Sexuality, One’s Prime, and Spinsterhood Theme Icon

The Brodie set’s transition from childhood to adulthood is marked primarily by changing attitudes toward sex: we follow Sandy, for example, from the time she and Jenny gossip about sex and, writing as Miss Brodie in a fictional letter, absurdly, hilariously congratulate Mr. Lowther on a good sexual performance, all the way into her eighteenth year, when she and Mr. Lloyd have an affair. But perhaps Sandy’s sexual curiosity is too prematurely and too violently stimulated by Miss Brodie, for even as a young girl she privately develops an ambivalent, even antagonistic attitude toward sex, even imagining herself on a police force with the mission of putting a stop to all sex in Edinburgh altogether.

Miss Brodie, on the other hand, relishes her sexuality; she often reminds her students that she is in her prime, a reference to the height of her energy and beauty and desirability as a woman. She pledges these years, her very best, to romantic involvements, first to Mr. Lloyd, then to Mr. Lowther—the latter affair sparking a scandal within her rather sexually repressive Edinburgh community. Ms. Brodie is not prepared to settle down and marry Mr. Lowther, however, and she is punished with ostracization and persecution at Miss Gaunt’s hands, among others. Her most faithful lovers are Mr. Lloyd who paints her obsessively and her girls, who are in ways canvasses that take on her image. In the end, though, all Miss Brodie has to show for her prime are memories of her own charisma and influence, made bittersweet by Sandy’s betrayal of her, which may be in part motivated by a complex of sexual revulsion, resentment, and repressed homoerotic attraction on Sandy’s part, all directed toward Miss Brodie.

▶ **Collected data entries**
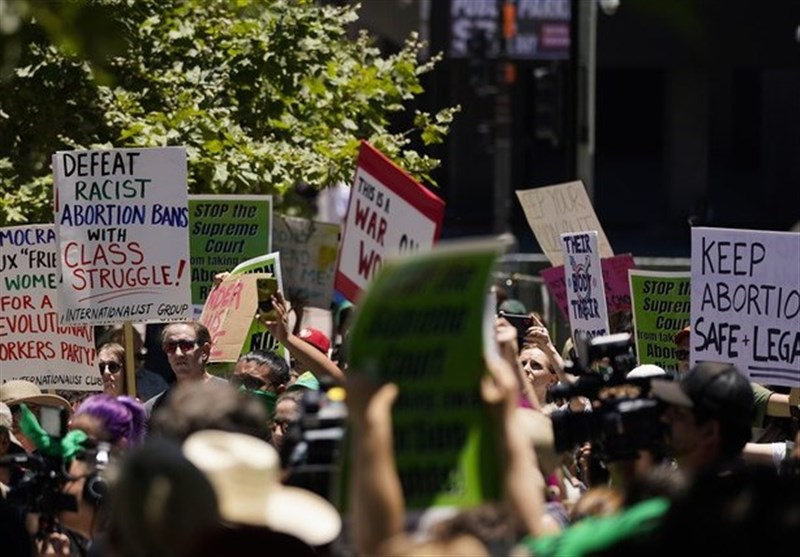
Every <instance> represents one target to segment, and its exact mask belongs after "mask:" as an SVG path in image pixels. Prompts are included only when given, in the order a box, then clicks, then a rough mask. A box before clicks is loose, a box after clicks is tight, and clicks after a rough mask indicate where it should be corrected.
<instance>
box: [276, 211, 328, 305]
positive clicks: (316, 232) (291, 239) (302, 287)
mask: <svg viewBox="0 0 800 557" xmlns="http://www.w3.org/2000/svg"><path fill="white" fill-rule="evenodd" d="M274 222H275V226H274V231H273V243H274V245H275V251H278V252H280V254H281V266H282V267H283V269H282V270H283V274H284V279H285V281H286V282H285V287H286V294H287V296H288V298H289V299H290V300H293V301H295V300H299V301H301V302H303V304H304V305H305V306H313V307H318V308H322V309H329V308H330V306H331V300H332V299H333V279H334V276H335V274H336V259H337V257H338V254H339V225H338V224H329V223H324V222H316V221H312V220H308V219H301V218H297V217H287V216H283V215H277V216H276V218H275V220H274Z"/></svg>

▶ **Problem set**
1. In the excerpt on sexuality and spinsterhood, what does Sandy imagine herself doing as a young girl?
2. Reproduce every one of the collected data rows above word for word, leaving the pictures out of your answer.

▶ **List of solutions**
1. She imagines herself on a police force with the mission of putting a stop to all sex in Edinburgh.

2.
Every <instance> represents one target to segment, and its exact mask belongs after "mask:" as an SVG path in image pixels. Prompts are included only when given, in the order a box, then clicks, then a rough mask. A box before clicks is loose, a box after clicks is tight, and clicks after a rough mask indicate where it should be corrected.
<instance>
box: [276, 211, 328, 305]
positive clicks: (316, 232) (291, 239) (302, 287)
mask: <svg viewBox="0 0 800 557" xmlns="http://www.w3.org/2000/svg"><path fill="white" fill-rule="evenodd" d="M274 222H275V226H274V231H273V243H274V245H275V251H278V252H280V254H281V266H282V267H283V269H282V270H283V274H284V279H285V281H286V282H285V287H286V294H287V296H288V298H289V299H290V300H293V301H295V300H299V301H301V302H303V304H304V305H305V306H313V307H318V308H322V309H329V308H330V306H331V300H332V299H333V279H334V276H335V274H336V259H337V257H338V254H339V225H338V224H329V223H324V222H316V221H312V220H308V219H301V218H297V217H287V216H283V215H277V216H276V218H275V220H274Z"/></svg>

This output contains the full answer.